Reproduce verbatim the rows from the line containing "Which region of the image contains the concrete barrier?" through the line containing "top-left (53, 134), bottom-right (117, 167)", including both of those lines.
==============================
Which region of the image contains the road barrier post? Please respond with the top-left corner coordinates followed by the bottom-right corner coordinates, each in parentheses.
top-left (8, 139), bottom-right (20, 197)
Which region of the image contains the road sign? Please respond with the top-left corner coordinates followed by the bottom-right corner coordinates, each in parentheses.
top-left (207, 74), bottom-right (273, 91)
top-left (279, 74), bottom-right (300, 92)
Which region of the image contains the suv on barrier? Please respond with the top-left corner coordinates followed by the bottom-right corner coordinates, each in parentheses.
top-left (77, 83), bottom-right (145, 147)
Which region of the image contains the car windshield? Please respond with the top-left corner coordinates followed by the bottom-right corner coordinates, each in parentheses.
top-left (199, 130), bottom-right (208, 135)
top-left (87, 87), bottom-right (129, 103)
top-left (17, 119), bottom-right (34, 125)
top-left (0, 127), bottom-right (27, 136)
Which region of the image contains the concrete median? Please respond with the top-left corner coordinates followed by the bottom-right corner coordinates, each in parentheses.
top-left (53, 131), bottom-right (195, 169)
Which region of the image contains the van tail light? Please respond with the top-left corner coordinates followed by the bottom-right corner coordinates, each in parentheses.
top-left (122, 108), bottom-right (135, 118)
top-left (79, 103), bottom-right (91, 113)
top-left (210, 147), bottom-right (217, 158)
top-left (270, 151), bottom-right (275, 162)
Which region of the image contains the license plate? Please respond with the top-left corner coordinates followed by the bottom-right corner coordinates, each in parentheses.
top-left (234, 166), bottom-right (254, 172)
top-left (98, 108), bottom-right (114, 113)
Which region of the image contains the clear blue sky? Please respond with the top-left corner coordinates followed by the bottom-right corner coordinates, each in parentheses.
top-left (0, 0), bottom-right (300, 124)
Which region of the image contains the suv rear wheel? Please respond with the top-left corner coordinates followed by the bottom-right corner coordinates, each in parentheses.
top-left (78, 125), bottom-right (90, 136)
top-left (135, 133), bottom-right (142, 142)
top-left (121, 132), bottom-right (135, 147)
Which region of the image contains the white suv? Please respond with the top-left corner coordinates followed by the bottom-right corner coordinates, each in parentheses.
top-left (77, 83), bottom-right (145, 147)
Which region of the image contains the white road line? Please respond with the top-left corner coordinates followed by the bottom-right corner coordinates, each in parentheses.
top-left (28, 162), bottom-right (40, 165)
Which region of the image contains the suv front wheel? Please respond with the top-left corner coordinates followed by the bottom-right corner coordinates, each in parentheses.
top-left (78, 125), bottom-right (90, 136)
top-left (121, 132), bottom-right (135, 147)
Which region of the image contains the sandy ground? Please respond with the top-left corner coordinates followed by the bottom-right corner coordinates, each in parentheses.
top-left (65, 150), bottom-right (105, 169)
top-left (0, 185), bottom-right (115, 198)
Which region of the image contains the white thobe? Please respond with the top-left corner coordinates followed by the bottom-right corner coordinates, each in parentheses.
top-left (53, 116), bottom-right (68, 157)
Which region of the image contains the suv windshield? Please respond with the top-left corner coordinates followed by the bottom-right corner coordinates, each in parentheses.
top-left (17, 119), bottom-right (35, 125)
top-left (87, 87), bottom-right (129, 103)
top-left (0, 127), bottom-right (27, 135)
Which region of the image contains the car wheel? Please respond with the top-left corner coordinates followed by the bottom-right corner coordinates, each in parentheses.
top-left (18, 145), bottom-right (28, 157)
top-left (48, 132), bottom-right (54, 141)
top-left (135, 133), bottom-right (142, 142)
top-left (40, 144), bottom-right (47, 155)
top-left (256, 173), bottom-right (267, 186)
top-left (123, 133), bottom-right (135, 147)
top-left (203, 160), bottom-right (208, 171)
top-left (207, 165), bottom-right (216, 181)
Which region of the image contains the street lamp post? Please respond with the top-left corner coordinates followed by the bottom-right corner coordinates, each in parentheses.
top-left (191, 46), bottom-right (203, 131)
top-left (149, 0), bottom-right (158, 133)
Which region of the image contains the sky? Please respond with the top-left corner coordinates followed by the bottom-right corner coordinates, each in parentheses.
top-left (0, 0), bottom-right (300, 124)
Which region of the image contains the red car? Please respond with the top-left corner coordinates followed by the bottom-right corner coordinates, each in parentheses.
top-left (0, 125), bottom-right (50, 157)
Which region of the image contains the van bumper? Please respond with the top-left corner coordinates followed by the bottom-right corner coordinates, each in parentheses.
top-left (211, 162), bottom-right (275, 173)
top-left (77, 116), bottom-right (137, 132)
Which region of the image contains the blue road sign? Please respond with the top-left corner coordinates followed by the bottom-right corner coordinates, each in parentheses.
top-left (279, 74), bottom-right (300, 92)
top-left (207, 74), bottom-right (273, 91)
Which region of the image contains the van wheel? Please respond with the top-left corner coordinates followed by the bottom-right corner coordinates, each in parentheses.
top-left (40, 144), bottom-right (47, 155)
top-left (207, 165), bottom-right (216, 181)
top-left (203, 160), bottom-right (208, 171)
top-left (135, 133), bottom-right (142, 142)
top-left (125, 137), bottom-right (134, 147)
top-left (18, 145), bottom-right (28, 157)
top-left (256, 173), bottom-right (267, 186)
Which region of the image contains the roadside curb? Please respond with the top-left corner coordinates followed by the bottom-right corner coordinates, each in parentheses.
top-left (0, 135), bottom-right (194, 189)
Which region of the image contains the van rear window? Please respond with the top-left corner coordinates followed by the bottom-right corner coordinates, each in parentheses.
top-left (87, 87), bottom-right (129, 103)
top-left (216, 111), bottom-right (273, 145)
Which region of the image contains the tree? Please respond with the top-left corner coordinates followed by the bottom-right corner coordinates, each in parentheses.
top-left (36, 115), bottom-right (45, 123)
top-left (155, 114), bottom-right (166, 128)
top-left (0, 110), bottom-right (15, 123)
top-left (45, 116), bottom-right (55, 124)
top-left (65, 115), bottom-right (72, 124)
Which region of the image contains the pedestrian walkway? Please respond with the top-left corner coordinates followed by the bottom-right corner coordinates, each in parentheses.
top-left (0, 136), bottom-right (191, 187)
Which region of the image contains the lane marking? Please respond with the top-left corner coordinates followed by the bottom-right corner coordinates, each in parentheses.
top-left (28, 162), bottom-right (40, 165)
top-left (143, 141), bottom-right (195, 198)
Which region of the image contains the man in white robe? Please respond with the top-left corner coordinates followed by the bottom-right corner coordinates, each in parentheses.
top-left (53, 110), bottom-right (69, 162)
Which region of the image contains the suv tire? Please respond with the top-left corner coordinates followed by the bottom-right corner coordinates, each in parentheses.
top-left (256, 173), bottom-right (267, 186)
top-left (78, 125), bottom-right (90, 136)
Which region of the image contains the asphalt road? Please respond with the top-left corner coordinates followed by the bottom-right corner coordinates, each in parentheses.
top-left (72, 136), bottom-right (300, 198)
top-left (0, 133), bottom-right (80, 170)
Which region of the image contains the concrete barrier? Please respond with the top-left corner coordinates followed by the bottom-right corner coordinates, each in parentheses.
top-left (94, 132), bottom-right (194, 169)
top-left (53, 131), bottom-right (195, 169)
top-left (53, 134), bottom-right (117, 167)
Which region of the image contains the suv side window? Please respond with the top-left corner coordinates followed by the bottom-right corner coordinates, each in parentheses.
==============================
Exercise answer =>
Which region of the image contains the concrete barrier? Please respond with the top-left corner coordinates followed by the bottom-right corner coordinates, each in parentheses.
top-left (94, 132), bottom-right (194, 169)
top-left (53, 131), bottom-right (195, 169)
top-left (53, 134), bottom-right (117, 167)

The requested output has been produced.